• Tarea: Según el fragmento, ¿dónde se encuentra en realidad quien narra, si no en un anfiteatro?

• Fragmento:
• • • • •

Juan Infante (El anfieatro)

 


EL ANFITEATRO

 

El anfiteatro está expectante, yo estoy en medio de él, congelado. Miles de cámaras, jueces y periodistas me están mirando fijamente, a mí y solo y únicamente, a mí. No debo equivocarme, no debo hacer nada fuera de las reglas, o las cámaras captarán mi error y harán que sea permanente, los periodistas me lo recordaran una y otra vez y los jueces dictarán sentencia, encarcelándomela en una jaula solitaria para siempre. Escucho voces, murmullos por todas partes, seguro que todos ellos son sobre mí, debo actuar natural, como si no hubiera nadie, pero no soy capaz. Tampoco tengo nada que hacer, solo estoy ahí, y aun así me siento juzgado y observado.

 

Realmente no existe ningún anfiteatro, solo estoy en un paso de cebra, esperando para cruzar. Pero siento que todo el mundo me mira, que debo llenar un vacío en la sociedad siguiendo lo que todo el mundo sigue y guiándome de ello que todo el mundo se guía. Tengo mil voces que hablan sin parar en mi cabeza, mil demonios que me dicen que haga una cosa, mil angelitos que me dicen que haga otra, y yo lo único que quiero es paz, quiero calma en mi mente. Quiero estar conmigo, cosa que por desgracia no puedo hacer, porque no se van a callar. Dentro de mí no hay paz, no hay silencio, hay una constante conversación conmigo mismo, ¿Que quiero ser? ¿Quiero ser yo? ¿Quiero ser lo que pide la gente? No lo sé, y por desgracia en mi mente hay un infinito debate que parece que por el momento no va a cesar. Cuando parece que me voy a aclarar, llega un comentario, y vuelta a empezar.

• • • • •

• Registros mostrados:
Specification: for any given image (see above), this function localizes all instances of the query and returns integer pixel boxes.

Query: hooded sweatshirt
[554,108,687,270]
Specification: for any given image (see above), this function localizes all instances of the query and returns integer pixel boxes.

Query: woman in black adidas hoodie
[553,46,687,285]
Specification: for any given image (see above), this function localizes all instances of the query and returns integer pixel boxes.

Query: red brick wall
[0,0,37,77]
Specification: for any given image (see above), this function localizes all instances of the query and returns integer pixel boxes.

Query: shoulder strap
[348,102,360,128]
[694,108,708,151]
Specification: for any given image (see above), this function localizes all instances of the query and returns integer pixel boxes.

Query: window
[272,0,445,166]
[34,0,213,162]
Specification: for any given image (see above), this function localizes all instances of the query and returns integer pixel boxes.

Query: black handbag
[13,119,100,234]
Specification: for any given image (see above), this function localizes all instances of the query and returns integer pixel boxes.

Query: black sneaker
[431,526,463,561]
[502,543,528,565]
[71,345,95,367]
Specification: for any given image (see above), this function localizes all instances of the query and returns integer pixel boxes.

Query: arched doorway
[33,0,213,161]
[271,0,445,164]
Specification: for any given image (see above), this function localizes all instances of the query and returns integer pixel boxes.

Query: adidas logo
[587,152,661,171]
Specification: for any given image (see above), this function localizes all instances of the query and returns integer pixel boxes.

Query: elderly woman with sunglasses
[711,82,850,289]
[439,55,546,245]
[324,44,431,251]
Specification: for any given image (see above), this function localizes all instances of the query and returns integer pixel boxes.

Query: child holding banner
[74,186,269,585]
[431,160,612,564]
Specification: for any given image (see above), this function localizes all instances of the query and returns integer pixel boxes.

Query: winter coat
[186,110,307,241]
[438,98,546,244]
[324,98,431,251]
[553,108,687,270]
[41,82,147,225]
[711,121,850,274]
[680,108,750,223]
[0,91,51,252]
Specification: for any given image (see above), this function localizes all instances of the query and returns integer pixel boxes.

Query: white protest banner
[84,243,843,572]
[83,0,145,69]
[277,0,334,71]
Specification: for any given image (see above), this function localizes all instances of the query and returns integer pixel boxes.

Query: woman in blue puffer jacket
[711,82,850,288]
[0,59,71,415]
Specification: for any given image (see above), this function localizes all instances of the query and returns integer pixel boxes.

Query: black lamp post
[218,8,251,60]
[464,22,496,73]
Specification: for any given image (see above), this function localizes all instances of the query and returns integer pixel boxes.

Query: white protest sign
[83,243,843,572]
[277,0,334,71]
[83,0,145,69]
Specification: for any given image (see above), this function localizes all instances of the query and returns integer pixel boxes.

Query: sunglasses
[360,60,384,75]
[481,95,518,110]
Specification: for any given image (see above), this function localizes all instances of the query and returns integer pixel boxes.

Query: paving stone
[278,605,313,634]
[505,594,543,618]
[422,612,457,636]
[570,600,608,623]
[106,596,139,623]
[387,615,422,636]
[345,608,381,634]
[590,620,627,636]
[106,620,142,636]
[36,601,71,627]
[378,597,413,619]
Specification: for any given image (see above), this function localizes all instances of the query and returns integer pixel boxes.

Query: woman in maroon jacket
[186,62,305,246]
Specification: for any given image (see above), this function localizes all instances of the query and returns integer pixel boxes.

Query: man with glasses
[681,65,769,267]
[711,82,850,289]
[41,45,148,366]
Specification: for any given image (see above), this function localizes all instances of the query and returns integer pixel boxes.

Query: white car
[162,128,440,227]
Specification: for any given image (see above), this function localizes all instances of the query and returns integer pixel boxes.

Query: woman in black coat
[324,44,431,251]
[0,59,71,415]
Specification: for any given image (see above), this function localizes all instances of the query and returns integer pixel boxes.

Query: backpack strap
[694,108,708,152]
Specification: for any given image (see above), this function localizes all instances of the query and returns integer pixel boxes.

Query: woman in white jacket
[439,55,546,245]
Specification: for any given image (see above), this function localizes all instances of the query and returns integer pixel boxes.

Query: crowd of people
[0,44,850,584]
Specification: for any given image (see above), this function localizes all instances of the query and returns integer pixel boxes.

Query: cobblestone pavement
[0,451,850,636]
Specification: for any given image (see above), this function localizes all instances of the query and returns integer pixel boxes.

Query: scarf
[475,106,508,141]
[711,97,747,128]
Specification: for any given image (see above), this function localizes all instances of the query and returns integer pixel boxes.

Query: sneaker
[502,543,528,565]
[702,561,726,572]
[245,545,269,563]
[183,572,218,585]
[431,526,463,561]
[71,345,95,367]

• • • • •

• Solución completa: En un paso de cebra, esperando para cruzar.